● **DESCRIPCIÓN DEL EJERCICIO**:
Conteste las siguientes preguntas con base en el extracto proporcionado:
(a) ¿En qué ciudades se decide la política europea?
(b) ¿Qué apéndices de Londres se nombran como centros financieros y de lavado de dinero?
(c) ¿Cuál es la principal entidad financiera del país y en qué tiene su origen?

Es natural que los británicos sientan dudas sobre el proyecto continental vista la evolución de la Unión Europea y en particular de su núcleo más terco, el Eurogrupo, convertido ya en un apéndice del poder imperial alemán a través de su guardia de corps financiera: véase no sólo el destino de la Grecia de Tsipras sino también el de la Francia de Hollande y Valls. La política europea se decide en Berlín y en Frankfurt, y la normativa europea en las más diversas materias -modelo laboral, externalización de servicios públicos, la incipiente normativa de supervisión bancaria y de control financiero- tiende a acentuar esta situación. Es este contexto, que pone en peligro el papel de Londres y sus apéndices -Man, Jersey, Gibraltar, Islas Vírgenes- como centros financieros y de lavado de dinero, el que hace replantear su posición al británico medio. Está en juego su auténtico sistema productivo, una vez hecho el reconocimiento sincero de la realidad por parte de un país cuya principal entidad financiera, el HSBC, tiene su origen ni más ni menos que del tráfico de opio.

● **FRAGMENTOS DE DATOS**:

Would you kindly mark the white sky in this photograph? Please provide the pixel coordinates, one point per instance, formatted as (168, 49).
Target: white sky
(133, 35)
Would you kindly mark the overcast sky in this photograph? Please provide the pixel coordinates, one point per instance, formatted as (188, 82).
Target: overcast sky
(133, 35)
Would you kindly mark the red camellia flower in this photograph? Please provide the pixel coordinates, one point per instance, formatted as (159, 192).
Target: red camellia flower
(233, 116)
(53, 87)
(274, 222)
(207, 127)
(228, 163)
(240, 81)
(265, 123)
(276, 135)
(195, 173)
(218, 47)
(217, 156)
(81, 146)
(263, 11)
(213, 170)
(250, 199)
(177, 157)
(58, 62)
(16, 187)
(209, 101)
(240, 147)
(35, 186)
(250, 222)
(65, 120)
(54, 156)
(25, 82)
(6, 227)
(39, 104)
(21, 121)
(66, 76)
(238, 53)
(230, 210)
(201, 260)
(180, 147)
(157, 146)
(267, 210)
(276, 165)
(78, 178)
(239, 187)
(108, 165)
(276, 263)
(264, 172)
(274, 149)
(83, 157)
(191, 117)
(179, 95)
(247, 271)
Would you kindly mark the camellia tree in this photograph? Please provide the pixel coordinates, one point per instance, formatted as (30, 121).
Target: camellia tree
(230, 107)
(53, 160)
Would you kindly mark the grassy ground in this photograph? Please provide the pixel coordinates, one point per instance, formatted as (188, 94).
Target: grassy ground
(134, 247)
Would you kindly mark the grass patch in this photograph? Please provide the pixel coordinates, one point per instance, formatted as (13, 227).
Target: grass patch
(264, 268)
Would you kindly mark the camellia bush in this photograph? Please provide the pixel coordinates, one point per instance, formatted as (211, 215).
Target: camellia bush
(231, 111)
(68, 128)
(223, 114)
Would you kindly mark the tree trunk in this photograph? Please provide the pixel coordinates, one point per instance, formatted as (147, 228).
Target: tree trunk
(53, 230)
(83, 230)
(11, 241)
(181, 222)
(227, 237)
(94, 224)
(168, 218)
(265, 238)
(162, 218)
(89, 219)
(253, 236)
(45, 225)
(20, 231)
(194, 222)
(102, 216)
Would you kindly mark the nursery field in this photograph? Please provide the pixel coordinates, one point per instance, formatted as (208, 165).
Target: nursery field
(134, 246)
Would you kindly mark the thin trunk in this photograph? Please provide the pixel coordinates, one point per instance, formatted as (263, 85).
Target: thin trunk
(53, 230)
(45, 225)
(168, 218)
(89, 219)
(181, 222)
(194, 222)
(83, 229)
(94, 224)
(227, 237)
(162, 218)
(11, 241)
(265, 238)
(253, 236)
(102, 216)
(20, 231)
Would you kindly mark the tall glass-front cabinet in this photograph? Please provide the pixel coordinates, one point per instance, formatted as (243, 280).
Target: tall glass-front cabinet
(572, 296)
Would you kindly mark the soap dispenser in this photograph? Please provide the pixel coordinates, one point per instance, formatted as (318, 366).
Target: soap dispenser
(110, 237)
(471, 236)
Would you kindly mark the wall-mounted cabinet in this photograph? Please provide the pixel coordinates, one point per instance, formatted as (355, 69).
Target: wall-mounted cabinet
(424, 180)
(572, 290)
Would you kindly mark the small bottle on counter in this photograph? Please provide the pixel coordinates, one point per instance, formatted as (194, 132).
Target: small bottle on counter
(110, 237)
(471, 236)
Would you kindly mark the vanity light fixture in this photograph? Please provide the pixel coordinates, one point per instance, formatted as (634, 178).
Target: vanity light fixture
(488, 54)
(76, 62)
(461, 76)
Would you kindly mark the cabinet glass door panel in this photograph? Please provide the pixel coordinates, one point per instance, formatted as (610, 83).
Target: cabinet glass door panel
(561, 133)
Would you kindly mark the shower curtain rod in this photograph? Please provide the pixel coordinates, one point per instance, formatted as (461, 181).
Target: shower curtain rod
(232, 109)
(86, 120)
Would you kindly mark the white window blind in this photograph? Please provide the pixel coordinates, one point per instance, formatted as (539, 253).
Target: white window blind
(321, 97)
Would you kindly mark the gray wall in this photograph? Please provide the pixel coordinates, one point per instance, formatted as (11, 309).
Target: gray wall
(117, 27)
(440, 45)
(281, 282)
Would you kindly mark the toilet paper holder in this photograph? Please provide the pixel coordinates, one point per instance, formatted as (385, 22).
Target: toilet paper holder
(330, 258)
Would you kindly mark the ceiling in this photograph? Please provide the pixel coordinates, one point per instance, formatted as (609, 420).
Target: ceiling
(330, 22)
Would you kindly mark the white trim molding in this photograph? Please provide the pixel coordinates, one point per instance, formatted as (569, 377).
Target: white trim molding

● **RESPUESTA ESCRITA**:
(a) En Berlín y en Frankfurt.
(b) Man, Jersey, Gibraltar e Islas Vírgenes.
(c) El HSBC, que tiene su origen en el tráfico de opio.